Beitrag von IH-Elektriker »

Wie eine Maschine mit einem Ableitstrom größer 10mA ist ganz klar in der EN60204-1 unter 8.2.8 geregelt - entweder Schutzleiter mit mind. 10mm² Kupfer über die gesamte Länge oder einen zweiten Schutzleiter mit mindestens dem selben Querschnitt wie der erste Schutzleiter bis zu dem Punkt wo der Schutzleiter mehr wie 10mm² hat oder eine automatische Abschaltung der Versorgung bei Verlust der Durchgängigkeit des Schutzleiters.

Von einem RCD (mit 300mA) ist hier nirgends die Rede

Die EN60204-1 kennt in der aktuellen Ausgabe den RCD nur als alternative Methode und fordert keinen verpflichtenden Einsatz eines RCD - siehe auch EN60204-1/6.3.3 - theoretisch kann sogar eine Schukosteckdose in einer Maschine komplett ohne RCD ausgeführt werden - und das völlig normgerecht !

So die knallharte Normenlage im Bereich von Maschinen nach Maschinenrichtlinie. Das ein RCD sinnvoll ist steht auf einem anderen Blatt das aktuell eben nicht in der EN60204-1 enthalten ist.... ;)
2. Mit Maschinenhersteller besprechen ob der vermutliche 3 phasige Netzfilter gegen einen vierphasigen ableitstromarmen Netzfilter gewechselt werden kann.
Fehler liegt beim Maschinenhersteller, hätte das von vorn herein optional / alternativ mit anbieten müssen.

→ **DATENSATZ**:
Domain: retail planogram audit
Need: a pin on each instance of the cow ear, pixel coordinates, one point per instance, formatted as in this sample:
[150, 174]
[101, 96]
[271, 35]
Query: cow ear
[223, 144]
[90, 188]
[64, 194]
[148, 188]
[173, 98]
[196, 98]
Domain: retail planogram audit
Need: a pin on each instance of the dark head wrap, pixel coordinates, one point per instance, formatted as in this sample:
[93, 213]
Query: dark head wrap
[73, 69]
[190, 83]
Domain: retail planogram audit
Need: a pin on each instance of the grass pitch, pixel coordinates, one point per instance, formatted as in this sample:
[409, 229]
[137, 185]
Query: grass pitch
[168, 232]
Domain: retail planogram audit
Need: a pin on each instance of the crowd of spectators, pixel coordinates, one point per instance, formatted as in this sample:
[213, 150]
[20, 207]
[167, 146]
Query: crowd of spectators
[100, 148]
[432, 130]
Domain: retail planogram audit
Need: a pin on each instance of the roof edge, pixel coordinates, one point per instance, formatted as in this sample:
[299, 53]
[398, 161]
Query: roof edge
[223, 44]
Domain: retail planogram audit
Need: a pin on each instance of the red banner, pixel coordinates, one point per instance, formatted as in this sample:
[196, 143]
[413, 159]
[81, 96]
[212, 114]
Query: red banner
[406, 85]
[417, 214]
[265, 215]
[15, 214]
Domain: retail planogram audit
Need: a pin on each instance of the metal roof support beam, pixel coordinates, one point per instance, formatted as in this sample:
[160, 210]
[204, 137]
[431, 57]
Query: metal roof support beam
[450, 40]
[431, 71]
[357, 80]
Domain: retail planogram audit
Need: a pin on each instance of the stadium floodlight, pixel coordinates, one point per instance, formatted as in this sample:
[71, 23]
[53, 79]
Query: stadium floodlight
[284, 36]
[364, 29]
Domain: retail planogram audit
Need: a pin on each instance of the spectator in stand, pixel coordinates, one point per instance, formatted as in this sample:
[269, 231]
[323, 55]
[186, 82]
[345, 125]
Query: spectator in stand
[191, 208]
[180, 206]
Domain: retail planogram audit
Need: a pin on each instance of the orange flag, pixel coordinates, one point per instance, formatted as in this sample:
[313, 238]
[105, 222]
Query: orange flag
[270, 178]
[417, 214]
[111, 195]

→ **SCHRIFTLICHER AUFTRAG**:
Führe den Forumsbeitrag über Ableitströme bei Maschinen nach EN60204-1 im Anschluss an seinen letzten Satz weiter. Die Daten spielen hierfür keine Rolle.

→ **ERGEBNIS SIEHE UNTEN**:
Kein Fehler vom Hersteller - er baut eine normgerechte Maschine !

Dazu kommt das von vielen Herstellern von Antriebssystemen bzw. Umrichtern ganz bestimmte Netzfilter für ihre Umrichter gefordert werden. Hier kann der Hersteller der Maschine nicht einfach einen anderen Netzfilter verbauten oder den Netzfilter weglassen. Und viele Antriebshersteller bieten eben nur 3-Polige Netzfilter an bzw. integriert diese in ihre Antriebssysteme.

Trotzdem würde ich den Hersteller konsultieren und ihn darum bitten eine nach der EN60204-1 aufgebaute Maschine zu liefern - vermutlich wirst Du bei den beiden Maschinen keinen zusätzlichen Anschluss für einen zweiten Schutzleiter finden oder eine der anderen Maßnahmen nach EN60204-1/8.2.8 - viele Hersteller wissen selbst nicht mal was sie eigentlich tun müssten, geschweige denn dass das deren Kunden wissen ;)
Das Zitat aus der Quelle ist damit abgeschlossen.